▶ [추출한 텍스트]
============
2025년 1월 31일

Jan 31, 2025

Diffusion Autoencoders are Scalable Image Tokenizers

(Yinbo Chen, Rohit Girdhar, Xiaolong Wang, Sai Saketh Rambhatla, Ishan Misra)

Tokenizing images into compact visual representations is a key step in learning efficient and high-quality image generative models. We present a simple diffusion tokenizer (DiTo) that learns compact visual representations for image generation models. Our key insight is that a single learning objective, diffusion L2 loss, can be used for training scalable image tokenizers. Since diffusion is already widely used for image generation, our insight greatly simplifies training such tokenizers. In contrast, current state-of-the-art tokenizers rely on an empirically found combination of heuristics and losses, thus requiring a complex training recipe that relies on non-trivially balancing different losses and pretrained supervised models. We show design decisions, along with theoretical grounding, that enable us to scale DiTo for learning competitive image representations. Our results show that DiTo is a simpler, scalable, and self-supervised alternative to the current state-of-the-art image tokenizer which is supervised. DiTo achieves competitive or better quality than state-of-the-art in image reconstruction and downstream image generation tasks.

Flow Matching으로 학습한 인코더의 출력을 이미지 토큰으로 사용하는 방법. 굉장히 흥미롭네요. Diffusion이 이미지 인코더로서도 기능할 수 있다는 연구를 고려할 때 최근 제안되는 문제들인 이미지 토큰에 Semantic한 정보가 부족한 문제도 해소될 수 있지 않을까 싶습니다.

The method of using the output of an encoder trained with flow matching as image tokens. It is very interesting. Considering studies that show diffusion can be used as an image encoder, I think this could help resolve recent issues about image tokens are lacking semantic information.

#diffusion #tokenizer #image-generation

Thoughts Are All Over the Place: On the Underthinking of o1-Like LLMs

(Yue Wang, Qiuzhi Liu, Jiahao Xu, Tian Liang, Xingyu Chen, Zhiwei He, Linfeng Song, Dian Yu, Juntao Li, Zhuosheng Zhang, Rui Wang, Zhaopeng Tu, Haitao Mi, Dong Yu)

Large language models (LLMs) such as OpenAI's o1 have demonstrated remarkable abilities in complex reasoning tasks by scaling test-time compute and exhibiting human-like deep thinking. However, we identify a phenomenon we term underthinking, where o1-like LLMs frequently switch between different reasoning thoughts without sufficiently exploring promising paths to reach a correct solution. This behavior leads to inadequate depth of reasoning and decreased performance, particularly on challenging mathematical problems. To systematically analyze this issue, we conduct experiments on three challenging test sets and two representative open-source o1-like models, revealing that frequent thought switching correlates with incorrect responses. We introduce a novel metric to quantify underthinking by measuring token efficiency in incorrect answers. To address underthinking, we propose a decoding strategy with thought switching penalty TIP that discourages premature transitions between thoughts, encouraging deeper exploration of each reasoning path. Experimental results demonstrate that our approach improves accuracy across challenging datasets without requiring model fine-tuning. Our findings contribute to understanding reasoning inefficiencies in o1-like LLMs and offer a practical solution to enhance their problem-solving capabilities.
============
▶ [데이터 발췌]
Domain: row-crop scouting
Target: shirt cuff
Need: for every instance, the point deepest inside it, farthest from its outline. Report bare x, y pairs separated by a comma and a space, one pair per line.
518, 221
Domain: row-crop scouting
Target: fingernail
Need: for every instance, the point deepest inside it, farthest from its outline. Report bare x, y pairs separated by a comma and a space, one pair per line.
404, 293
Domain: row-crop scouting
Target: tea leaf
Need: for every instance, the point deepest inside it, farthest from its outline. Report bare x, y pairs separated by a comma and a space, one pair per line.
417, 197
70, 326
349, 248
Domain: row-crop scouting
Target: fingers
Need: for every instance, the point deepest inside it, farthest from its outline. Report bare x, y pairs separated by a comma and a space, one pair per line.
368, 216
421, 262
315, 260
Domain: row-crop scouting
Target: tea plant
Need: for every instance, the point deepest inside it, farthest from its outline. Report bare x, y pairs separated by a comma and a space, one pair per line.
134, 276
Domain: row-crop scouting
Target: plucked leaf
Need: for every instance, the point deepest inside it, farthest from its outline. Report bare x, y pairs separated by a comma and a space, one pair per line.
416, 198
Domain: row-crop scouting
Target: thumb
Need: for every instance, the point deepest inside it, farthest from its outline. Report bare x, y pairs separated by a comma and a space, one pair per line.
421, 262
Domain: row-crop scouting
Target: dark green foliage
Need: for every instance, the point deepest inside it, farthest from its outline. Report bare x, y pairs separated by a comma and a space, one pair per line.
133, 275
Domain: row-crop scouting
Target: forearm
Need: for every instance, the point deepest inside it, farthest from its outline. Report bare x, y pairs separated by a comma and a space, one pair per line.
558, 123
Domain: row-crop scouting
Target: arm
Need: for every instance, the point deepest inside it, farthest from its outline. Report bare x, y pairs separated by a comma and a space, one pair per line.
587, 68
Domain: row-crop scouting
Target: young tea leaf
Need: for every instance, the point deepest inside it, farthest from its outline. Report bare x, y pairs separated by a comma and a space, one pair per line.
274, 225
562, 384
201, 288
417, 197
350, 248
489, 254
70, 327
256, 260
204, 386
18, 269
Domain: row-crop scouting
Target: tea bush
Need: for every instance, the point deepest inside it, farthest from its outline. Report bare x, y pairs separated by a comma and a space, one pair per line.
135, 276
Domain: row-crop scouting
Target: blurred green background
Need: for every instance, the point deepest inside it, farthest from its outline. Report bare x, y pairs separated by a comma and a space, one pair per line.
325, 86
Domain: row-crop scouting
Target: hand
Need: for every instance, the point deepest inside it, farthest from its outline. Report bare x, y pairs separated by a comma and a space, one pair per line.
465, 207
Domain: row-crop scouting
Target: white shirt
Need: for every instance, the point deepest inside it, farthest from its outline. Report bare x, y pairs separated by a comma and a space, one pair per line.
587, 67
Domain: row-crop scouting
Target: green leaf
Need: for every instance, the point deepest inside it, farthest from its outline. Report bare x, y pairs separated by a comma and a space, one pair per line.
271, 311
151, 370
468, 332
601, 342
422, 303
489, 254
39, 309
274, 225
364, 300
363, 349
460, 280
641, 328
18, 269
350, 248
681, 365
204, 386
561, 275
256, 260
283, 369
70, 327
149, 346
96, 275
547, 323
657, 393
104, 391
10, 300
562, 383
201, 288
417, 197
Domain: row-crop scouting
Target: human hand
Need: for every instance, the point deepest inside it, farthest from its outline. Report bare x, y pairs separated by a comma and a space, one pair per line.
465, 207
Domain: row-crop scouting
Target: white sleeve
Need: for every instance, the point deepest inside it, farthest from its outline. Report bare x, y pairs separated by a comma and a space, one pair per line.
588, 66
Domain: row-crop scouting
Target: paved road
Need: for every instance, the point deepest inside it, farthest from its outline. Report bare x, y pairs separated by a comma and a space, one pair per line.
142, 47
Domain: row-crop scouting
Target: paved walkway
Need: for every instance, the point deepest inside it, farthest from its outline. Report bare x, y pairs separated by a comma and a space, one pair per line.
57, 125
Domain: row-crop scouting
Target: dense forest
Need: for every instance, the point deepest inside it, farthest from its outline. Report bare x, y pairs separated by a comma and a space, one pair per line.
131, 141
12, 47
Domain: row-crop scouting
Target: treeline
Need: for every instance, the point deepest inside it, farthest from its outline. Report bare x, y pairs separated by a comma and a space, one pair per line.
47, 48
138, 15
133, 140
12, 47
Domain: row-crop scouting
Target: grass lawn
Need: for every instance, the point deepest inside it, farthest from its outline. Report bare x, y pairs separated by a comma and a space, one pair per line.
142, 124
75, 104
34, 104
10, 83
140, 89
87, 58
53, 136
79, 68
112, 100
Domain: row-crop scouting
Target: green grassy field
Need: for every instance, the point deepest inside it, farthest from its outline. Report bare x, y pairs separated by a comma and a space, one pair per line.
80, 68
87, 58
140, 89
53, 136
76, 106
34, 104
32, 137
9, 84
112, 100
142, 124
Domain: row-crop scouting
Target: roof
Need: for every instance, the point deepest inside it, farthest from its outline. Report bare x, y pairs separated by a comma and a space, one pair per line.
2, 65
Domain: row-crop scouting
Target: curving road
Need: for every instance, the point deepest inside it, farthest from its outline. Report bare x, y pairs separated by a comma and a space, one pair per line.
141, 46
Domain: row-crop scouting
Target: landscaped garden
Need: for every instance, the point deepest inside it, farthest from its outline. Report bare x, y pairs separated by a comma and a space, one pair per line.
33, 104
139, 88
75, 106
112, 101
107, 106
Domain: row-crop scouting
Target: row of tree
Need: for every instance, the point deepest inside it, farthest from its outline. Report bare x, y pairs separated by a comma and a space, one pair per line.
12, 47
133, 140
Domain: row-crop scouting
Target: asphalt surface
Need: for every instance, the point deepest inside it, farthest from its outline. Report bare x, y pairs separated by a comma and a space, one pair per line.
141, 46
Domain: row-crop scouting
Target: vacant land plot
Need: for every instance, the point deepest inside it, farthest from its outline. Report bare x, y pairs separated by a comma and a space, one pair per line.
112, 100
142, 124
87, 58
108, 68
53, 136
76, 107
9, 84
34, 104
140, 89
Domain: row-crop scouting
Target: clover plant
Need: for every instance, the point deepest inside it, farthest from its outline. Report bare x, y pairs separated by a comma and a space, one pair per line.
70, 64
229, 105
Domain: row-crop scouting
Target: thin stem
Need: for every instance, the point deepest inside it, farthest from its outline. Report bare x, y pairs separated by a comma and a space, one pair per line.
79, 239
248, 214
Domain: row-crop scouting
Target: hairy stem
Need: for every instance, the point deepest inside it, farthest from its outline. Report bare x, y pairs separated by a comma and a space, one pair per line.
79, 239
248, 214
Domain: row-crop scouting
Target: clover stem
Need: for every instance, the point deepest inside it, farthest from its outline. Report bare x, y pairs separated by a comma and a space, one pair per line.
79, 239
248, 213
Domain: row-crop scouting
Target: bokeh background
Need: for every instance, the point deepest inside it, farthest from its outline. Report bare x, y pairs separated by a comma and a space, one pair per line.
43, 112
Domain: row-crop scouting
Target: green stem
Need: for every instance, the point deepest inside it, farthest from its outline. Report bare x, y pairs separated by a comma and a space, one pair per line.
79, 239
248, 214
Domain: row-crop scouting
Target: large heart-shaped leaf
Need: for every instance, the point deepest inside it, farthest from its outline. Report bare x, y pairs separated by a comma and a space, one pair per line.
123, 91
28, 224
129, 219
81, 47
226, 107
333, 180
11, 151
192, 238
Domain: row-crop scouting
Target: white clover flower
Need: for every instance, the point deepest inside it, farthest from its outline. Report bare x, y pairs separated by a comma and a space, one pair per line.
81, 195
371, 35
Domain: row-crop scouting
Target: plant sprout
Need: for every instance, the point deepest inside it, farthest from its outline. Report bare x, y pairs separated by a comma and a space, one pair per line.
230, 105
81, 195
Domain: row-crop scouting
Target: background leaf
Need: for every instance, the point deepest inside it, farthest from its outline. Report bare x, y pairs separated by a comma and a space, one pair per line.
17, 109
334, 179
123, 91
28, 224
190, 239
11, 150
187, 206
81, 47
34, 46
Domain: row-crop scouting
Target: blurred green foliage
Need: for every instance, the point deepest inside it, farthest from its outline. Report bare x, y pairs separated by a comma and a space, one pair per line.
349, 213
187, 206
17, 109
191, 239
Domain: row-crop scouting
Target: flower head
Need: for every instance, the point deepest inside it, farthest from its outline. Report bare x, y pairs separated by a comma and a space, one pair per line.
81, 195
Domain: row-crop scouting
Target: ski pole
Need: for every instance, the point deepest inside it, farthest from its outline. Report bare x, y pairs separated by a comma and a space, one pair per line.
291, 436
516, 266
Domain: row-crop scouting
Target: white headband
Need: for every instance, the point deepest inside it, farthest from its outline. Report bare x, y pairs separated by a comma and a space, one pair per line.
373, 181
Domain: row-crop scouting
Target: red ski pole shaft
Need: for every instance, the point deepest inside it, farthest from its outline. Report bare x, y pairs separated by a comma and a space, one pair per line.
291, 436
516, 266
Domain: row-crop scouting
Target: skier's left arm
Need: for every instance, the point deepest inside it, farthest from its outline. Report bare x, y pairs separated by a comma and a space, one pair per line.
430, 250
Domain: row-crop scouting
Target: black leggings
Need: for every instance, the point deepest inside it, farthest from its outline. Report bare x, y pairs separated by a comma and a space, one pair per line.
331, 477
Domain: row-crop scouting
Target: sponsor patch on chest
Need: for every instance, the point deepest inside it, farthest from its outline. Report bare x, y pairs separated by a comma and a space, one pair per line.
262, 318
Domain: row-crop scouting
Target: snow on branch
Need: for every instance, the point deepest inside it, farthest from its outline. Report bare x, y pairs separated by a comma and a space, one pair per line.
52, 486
============
▶ [과제 내용]
추출한 텍스트를 보고 다음 질문에 답하세요.
(a) DiTo를 학습할 때 쓰는 단 하나의 학습 목표는 무엇인가요?
(b) o1 같은 LLM의 underthinking을 해결하려고 제안한 디코딩 전략의 이름은 무엇인가요?
(c) underthinking 문제를 분석하려고 실험에 쓴 테스트 세트와 오픈소스 모델은 각각 몇 개인가요?

▶ [작성한 답변]
(a) diffusion L2 loss입니다.
(b) thought switching penalty TIP입니다.
(c) 테스트 세트 3개, 오픈소스 모델 2개입니다.